TASKS AND EXERCISES:
• 1. Copy the Kitui County court ruling between "REPUBLIC OF KENYA" and "LAW COURTS NAIROBI)", inclusive, switching "NAIROBI" to "MOMBASA".
• 2. Answer these questions about the Kitui County court ruling:
(a) What is the date of the Notice of Motion?
(b) Who is named as the 2nd Respondent?
(c) On what date were the judgement and orders that the applicants want reviewed made?
• 3. Extend the Kitui County court ruling by continuing it from where it stops.

SOURCE PASSAGE:
####################

County Assembly of Kitui v Governor, Kitui County Government & Joshua Kimwetich Chepchieng; Kitui County Government & Public Service Commission (Interested Parties) [2021] KEHC 4980 (KLR) | Judicial Review | Esheria

County Assembly of Kitui v Governor, Kitui County Government & Joshua Kimwetich Chepchieng; Kitui County Government & Public Service Commission (Interested Parties) [2021] KEHC 4980 (KLR)

Full Case Text

REPUBLIC OF KENYA

IN THE HIGH COURT OF KENYA

AT KITUI

CONSTITUTIONAL PETITION NO. 19 OF 2020

(FORMERLY PETITION NO. 449/19 CONSTITUTIONAL AND

HUMAN RIGHTS DIVISION-MILIMANI LAW COURTS NAIROBI)

IN THE MATTER OF THE ENFORCEMENT OF FUNDAMENTAL

RIGHTSANDFREEDOMS OF CONSTITUTIONAL VALUES AND PRINCIPLES

AND

IN THE MATTER OF ARTICLE 1,2,10,22,23,27,47,50 AND 232 OF THE

CONSTITUTION OFKENYA 2010,AS READ WITH THE COUNTY GOVERNMENT ACT,

THE FAIR ADMNISTRATIVE ACTIONS ACT, THE PUBLIC APPOINTMENT

(COUNTY ASSEMBLIES APPROVAL) ACT AND ALL OTHER

ENABLING PROVISIONS OF THE LAW

AND

IN THE MATTER BETWEEN

COUNTY ASSEMBLY OF KITUI......................................................................PETITIONER

VERSUS

THE GOVERNOR, KITUI COUNTY GOVERNMENT.............................1ST RESPONDENT

JOSHUA KIMWETICH CHEPCHIENG....................................................2ND RESPONDENT

AND

THE KITUI COUNTY GOVERNMENT..........................................1ST INTERESTED PARTY

THE PUBLIC SERVICE COMMISSION........................................2ND INTERESTED PARTY

R U L I N G

1. Before me, is an application by the Respondents/Applicants by way of a Notice of Motion dated 22nd March, 2021, asking for the following reliefs/Orders: -

i. Spent

ii. Spent

iii. Spent

iv. That this Hon. Court be pleased to review, vary and/or set aside the judgement and/or orders of the Hon. Court made on 15th March, 2021 and substitute the same with an order for compliance with the Constitution and Statute referred to in the Petition herein, within some timelines to be stipulated in the order.

####################

COLLECTED MATERIAL:
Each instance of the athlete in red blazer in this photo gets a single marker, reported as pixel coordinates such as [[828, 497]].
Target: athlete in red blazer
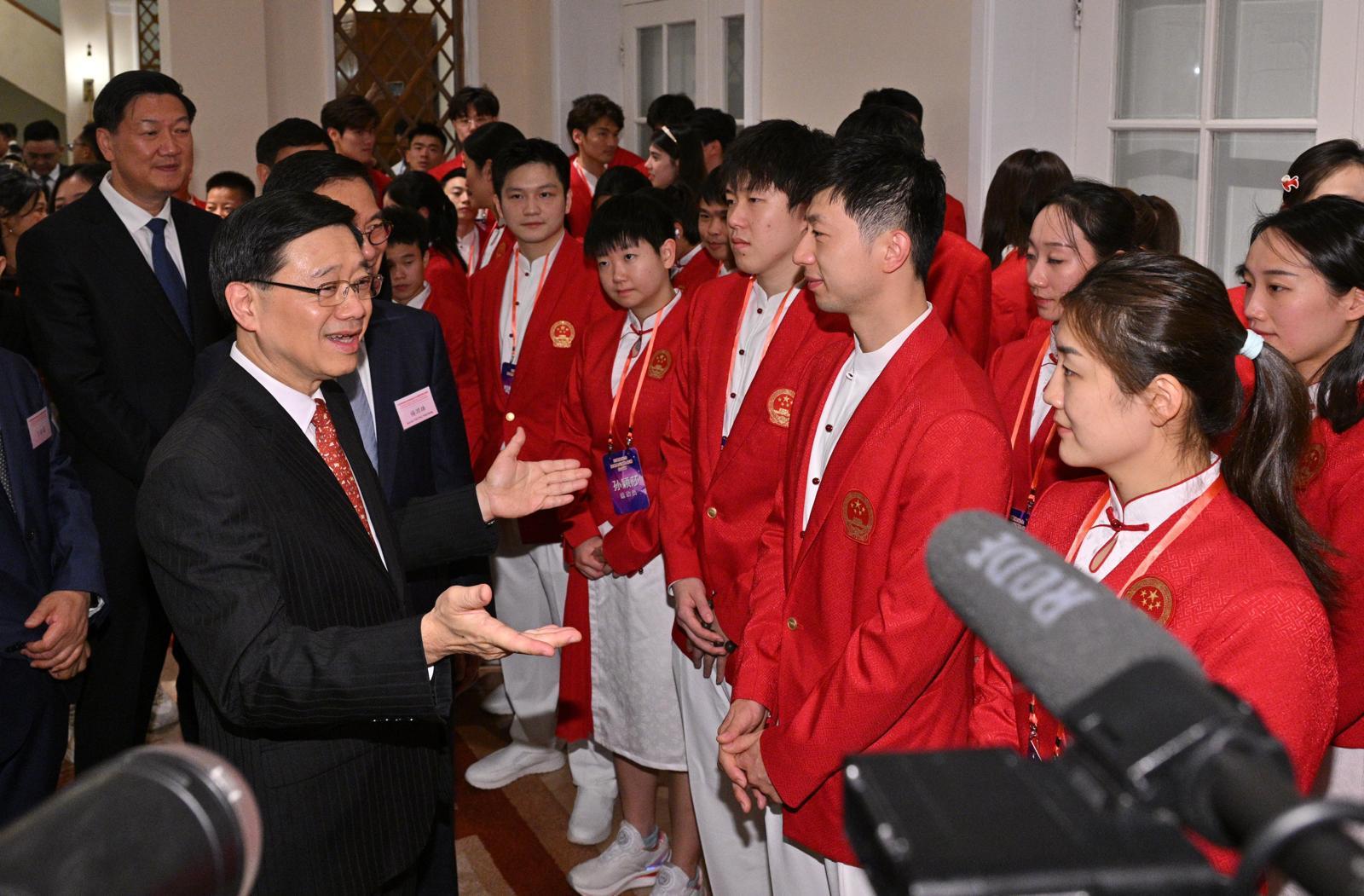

####################

EXPECTED ANSWERS:
• 1.
REPUBLIC OF KENYA

IN THE HIGH COURT OF KENYA

AT KITUI

CONSTITUTIONAL PETITION NO. 19 OF 2020

(FORMERLY PETITION NO. 449/19 CONSTITUTIONAL AND

HUMAN RIGHTS DIVISION-MILIMANI LAW COURTS MOMBASA)

• 2.
(a) 22nd March, 2021
(b) Joshua Kimwetich Chepchieng
(c) 15th March, 2021

• 3.
v. That this court be pleased to grant any other order as it may deem necessary and/or fit to grant.

vi. Cost of this application.

2. The applicants have made this application on the following grounds: -

a. That on 11th November, 2019, the Petitioner filed the Petition herein, seeking orders that the appointment of the 2nd Respondent as the Kitui County Secretary was illegal and unconstitutional.

b. That the Petition was heard before this Hon. Court and judgement was delivered on 15th March, 2021 in favour of the Petitioner.

c. That the Applicants are aggrieved by the judgement and are seeking to stay the judgement.

d. That the Applicants are also praying that this court be pleased to review the judgement with a view to maintaining the status quo.

e. That if the judgement is executed, the Applicants stand to suffer irreparable harm and that there is new evidence that was never presented during trial.

f. That the 2nd Respondent holds office of County Secretary legally under Section 44 of the County Government Act and he is not in office illegally.

g. That he was seconded from the office of the President pursuant to Section 42 of the Public Service Commission Act.

h. That the County Secretary the 2nd Respondent herein, is in charge of all schedules and activities of the County Government of Kitui and his absence in the County will paralyze all County activities and operations.

i. That the County Secretary has executed crucial contracts for the county of Kitui in both domestic and international forums. Some of the international contracts that he has executed are between the County Government of Kitui and the National Government.

j. That the 2nd Respondent/Applicant has further executed international contracts regarding mining of minerals in Kitui County, the contracts herein, will be jeopardized if the 2nd Respondent/Applicant is not in office.

k. That if the appointment of the 2nd Respondent/Applicant and the services that he rendered for the County Government of Kitui are declared null and void, the County Government will be in crisis and will experience a lot of unnecessary chaos and multiplicity of suits against the County Government of Kitui.

l.  That the Applicant/Respondents pray that Conservatory orders be granted herein, by the Honourable Court as provided for under Article 23(3)(c) of the Constitution of Kenya 2010 with a view of maintaining status quo.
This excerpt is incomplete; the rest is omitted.